§ **Description of the task**: Convert the stretch of the material from the line containing "TARGET: maroon shutter" through the last line into a Markdown table with the columns "Row" and "Line", giving each line its own numbered row and leaving out blank lines.

§ **Supplied records**:
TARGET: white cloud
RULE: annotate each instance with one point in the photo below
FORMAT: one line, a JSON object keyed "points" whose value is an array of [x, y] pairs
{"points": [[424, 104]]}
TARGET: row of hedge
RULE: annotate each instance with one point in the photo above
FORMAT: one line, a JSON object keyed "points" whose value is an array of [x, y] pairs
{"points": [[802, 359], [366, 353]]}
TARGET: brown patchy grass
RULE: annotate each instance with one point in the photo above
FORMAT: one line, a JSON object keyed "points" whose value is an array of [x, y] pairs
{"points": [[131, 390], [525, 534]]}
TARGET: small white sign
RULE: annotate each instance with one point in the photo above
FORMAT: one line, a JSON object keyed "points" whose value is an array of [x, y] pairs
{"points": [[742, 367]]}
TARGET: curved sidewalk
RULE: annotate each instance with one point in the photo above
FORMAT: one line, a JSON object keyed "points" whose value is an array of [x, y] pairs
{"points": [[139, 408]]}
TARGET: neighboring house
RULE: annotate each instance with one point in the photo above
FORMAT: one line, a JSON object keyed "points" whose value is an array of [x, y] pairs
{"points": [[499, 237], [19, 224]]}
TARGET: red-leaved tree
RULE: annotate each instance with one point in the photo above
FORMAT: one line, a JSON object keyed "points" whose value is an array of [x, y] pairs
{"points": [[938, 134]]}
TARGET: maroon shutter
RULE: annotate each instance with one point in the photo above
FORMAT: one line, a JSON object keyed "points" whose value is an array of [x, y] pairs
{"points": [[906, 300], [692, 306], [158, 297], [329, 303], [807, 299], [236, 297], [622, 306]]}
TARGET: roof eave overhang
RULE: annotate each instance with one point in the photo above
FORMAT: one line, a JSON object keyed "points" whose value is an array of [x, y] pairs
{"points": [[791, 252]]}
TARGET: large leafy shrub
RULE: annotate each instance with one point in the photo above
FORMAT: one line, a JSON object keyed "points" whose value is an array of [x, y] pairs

§ **Written answer**:
| Row | Line |
|---|---|
| 1 | TARGET: maroon shutter |
| 2 | RULE: annotate each instance with one point in the photo above |
| 3 | FORMAT: one line, a JSON object keyed "points" whose value is an array of [x, y] pairs |
| 4 | {"points": [[906, 300], [692, 306], [158, 297], [329, 303], [807, 299], [236, 297], [622, 306]]} |
| 5 | TARGET: roof eave overhang |
| 6 | RULE: annotate each instance with one point in the photo above |
| 7 | FORMAT: one line, a JSON object keyed "points" whose value is an array of [x, y] pairs |
| 8 | {"points": [[791, 252]]} |
| 9 | TARGET: large leafy shrub |
| 10 | RULE: annotate each instance with one point in the photo above |
| 11 | FORMAT: one line, a JSON object keyed "points" whose value is an array of [x, y] pairs |